Provide only the number of lines below that hold "jeans".

▼

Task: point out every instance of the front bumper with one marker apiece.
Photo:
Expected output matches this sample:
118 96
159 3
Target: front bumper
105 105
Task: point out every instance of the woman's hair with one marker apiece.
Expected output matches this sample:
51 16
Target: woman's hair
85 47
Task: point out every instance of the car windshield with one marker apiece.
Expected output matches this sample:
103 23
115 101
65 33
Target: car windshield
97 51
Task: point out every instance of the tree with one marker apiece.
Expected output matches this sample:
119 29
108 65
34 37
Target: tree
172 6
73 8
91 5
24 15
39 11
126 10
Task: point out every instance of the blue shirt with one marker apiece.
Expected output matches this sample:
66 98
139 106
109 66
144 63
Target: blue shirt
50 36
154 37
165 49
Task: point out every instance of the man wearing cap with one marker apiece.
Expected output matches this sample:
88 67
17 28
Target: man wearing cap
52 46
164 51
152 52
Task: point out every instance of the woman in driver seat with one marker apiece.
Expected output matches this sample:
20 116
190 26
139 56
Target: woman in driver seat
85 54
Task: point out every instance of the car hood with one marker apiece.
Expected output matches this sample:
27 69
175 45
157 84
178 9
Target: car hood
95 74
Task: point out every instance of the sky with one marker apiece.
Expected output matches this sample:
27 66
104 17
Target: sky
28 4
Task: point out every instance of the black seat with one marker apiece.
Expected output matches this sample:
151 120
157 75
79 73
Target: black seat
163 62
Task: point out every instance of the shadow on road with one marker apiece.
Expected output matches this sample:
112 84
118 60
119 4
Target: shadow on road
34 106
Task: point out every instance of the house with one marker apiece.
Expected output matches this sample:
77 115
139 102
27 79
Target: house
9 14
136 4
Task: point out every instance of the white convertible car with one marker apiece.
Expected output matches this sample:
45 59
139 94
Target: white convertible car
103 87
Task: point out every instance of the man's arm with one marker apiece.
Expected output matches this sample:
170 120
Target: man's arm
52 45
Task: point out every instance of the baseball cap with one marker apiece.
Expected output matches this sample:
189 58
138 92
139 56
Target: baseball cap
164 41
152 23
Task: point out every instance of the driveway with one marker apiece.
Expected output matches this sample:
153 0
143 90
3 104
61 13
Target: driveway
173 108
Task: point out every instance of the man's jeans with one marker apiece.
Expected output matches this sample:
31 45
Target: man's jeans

▲

* **YOUR RESPONSE**:
2